▸ What the task asks:
Extract the text lines from each of the records below and copy them out verbatim, changing nothing.

▸ Records supplied:

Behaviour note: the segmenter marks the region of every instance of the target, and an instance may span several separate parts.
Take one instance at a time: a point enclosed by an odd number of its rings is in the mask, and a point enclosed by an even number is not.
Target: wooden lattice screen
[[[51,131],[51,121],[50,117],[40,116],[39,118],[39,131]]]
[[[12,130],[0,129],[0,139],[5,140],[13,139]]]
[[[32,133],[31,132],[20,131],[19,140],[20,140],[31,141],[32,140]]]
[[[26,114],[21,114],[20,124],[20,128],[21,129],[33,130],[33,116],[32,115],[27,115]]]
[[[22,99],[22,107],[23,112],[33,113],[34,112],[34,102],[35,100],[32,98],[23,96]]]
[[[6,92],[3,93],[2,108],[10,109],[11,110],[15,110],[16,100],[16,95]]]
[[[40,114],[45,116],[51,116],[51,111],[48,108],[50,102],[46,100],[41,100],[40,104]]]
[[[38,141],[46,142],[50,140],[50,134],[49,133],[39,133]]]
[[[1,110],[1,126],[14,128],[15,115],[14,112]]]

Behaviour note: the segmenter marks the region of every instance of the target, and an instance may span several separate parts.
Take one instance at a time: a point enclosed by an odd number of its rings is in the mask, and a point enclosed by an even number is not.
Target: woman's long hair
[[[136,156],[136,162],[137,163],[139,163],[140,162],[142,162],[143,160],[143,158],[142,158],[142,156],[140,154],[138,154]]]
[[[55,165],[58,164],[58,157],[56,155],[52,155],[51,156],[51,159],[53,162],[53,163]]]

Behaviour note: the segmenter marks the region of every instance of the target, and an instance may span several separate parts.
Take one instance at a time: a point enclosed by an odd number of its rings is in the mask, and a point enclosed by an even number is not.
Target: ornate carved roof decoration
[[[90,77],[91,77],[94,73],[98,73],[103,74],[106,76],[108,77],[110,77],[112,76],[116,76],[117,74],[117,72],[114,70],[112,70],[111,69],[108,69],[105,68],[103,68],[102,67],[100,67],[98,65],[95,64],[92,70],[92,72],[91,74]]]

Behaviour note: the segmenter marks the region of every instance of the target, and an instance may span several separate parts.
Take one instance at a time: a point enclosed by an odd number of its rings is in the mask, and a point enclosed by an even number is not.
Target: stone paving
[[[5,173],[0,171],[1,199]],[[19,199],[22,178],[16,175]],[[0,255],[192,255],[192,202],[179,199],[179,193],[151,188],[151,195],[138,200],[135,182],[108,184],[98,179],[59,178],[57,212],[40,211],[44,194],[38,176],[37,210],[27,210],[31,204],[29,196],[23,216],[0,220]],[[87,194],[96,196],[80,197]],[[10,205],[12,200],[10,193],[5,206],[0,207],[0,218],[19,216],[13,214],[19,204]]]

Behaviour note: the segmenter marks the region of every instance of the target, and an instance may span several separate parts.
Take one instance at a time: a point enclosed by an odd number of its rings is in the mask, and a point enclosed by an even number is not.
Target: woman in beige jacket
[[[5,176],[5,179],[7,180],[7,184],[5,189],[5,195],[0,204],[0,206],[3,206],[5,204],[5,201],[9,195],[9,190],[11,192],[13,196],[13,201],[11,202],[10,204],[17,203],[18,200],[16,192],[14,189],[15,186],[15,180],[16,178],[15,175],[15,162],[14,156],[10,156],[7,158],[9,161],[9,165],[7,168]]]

▸ Task result:
Behaviour note: the segmenter marks the region of every instance of the target, and an instance may span several separate parts.
Take one instance at a time: a point enclosed by an odd number of its rings is in the mask, and a point enclosed by an even number is not.
Target: wooden lattice screen
[[[51,131],[51,121],[50,117],[40,116],[39,118],[39,131]]]
[[[12,130],[0,129],[0,139],[5,140],[13,139]]]
[[[32,133],[31,132],[20,131],[19,140],[20,140],[31,141],[32,140]]]
[[[26,114],[21,114],[20,124],[20,128],[21,129],[33,130],[33,116],[32,115],[27,115]]]
[[[22,99],[22,107],[23,112],[33,113],[34,112],[34,102],[35,100],[32,98],[23,96]]]
[[[6,92],[3,93],[2,108],[10,109],[11,110],[15,110],[16,100],[16,95]]]
[[[40,114],[45,116],[51,116],[51,111],[48,108],[50,102],[46,100],[41,100],[40,104]]]
[[[38,141],[46,142],[50,140],[50,134],[49,133],[39,133]]]
[[[1,110],[1,126],[14,128],[15,115],[14,112]]]

Behaviour note: the segmenter marks the region of every instance of the target, and an instance may span several separate parts.
Take one instance at a time: a point enclosed by an odd number of its rings is in the mask, and a point enclosed by an even number is not.
Target: woman's long hair
[[[136,156],[136,162],[137,163],[139,163],[140,162],[142,162],[143,160],[143,158],[142,158],[142,156],[140,154],[138,154]]]
[[[55,165],[58,164],[58,157],[56,155],[52,155],[51,156],[51,159],[53,162],[53,163]]]

Behaviour note: the segmenter marks the region of every instance of the target, and an instance may span several separate parts.
Take one instance at a time: a point enclosed by an odd number of its rings is in the mask, and a point enclosed by an even number is not.
Target: ornate carved roof decoration
[[[90,77],[91,77],[94,73],[98,73],[103,74],[106,76],[108,77],[110,77],[112,76],[116,76],[117,74],[117,72],[114,70],[112,70],[111,69],[108,69],[105,68],[103,68],[102,67],[100,67],[98,65],[95,64],[92,70],[92,72],[91,74]]]

Behaviour note: the segmenter marks the region of every instance of the target, and an instance may span several separate parts.
Take one instance at a time: a point enclosed by an odd number of its rings is in the mask, and a point enclosed by an even number is not.
Target: stone paving
[[[5,173],[0,171],[1,199]],[[19,199],[22,178],[16,175]],[[0,255],[192,255],[192,202],[179,199],[179,193],[151,188],[151,195],[138,200],[135,182],[108,184],[98,179],[59,178],[57,212],[40,211],[44,194],[38,176],[37,210],[27,210],[31,204],[29,196],[23,216],[0,220]],[[87,194],[96,196],[80,197]],[[10,205],[12,200],[10,193],[5,206],[0,207],[0,218],[19,216],[13,214],[19,204]]]

Behaviour note: the segmenter marks the region of every instance of the target, and an instance may span several separate parts.
Take one instance at a time: a point enclosed by an odd number of its rings is in the mask, and a point enclosed by an even number is not.
Target: woman in beige jacket
[[[5,176],[5,179],[7,180],[7,184],[5,189],[5,195],[0,204],[0,206],[3,206],[5,204],[5,201],[9,195],[9,190],[11,192],[13,196],[13,201],[11,202],[10,204],[17,203],[18,200],[16,192],[14,189],[15,186],[15,180],[16,178],[15,175],[15,162],[14,156],[10,156],[7,158],[9,161],[9,165],[7,168]]]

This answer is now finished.